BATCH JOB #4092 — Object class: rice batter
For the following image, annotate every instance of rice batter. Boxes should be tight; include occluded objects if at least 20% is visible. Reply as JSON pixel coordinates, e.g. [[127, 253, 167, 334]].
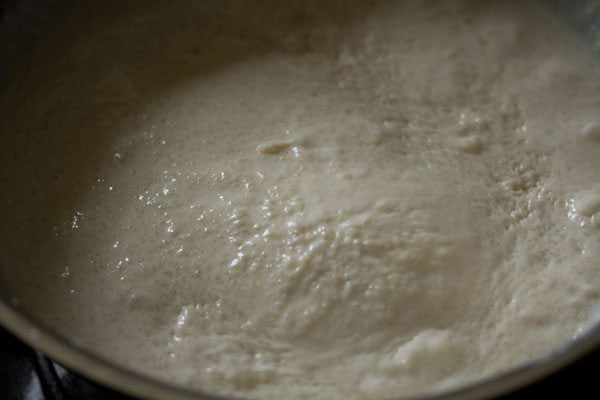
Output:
[[0, 0, 600, 399]]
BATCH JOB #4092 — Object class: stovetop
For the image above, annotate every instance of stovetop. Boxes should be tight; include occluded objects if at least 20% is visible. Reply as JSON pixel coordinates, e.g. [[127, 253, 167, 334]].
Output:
[[0, 328, 600, 400]]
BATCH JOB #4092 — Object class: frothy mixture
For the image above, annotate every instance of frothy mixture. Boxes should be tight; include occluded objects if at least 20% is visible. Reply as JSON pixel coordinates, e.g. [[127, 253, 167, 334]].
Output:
[[0, 0, 600, 399]]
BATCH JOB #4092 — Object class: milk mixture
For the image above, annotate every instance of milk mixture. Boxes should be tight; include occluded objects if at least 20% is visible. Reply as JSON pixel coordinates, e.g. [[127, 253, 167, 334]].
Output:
[[0, 0, 600, 399]]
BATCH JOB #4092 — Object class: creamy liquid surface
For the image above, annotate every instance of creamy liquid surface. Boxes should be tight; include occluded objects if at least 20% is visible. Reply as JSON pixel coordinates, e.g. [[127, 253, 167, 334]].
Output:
[[0, 1, 600, 399]]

==============================

■ **TASK DIRECTIONS**
Which lines in the rows above contain the word "liquid"? Return each of them in full.

■ **RESULT FOR THIS EXERCISE**
BATCH JOB #4092 — Object class: creamy liquid surface
For the image above, annotate every instance of creamy liquid surface. Boxes should be tight; include occluded objects if at least 20% is visible. Reply as JSON pixel coordinates, e.g. [[127, 253, 167, 334]].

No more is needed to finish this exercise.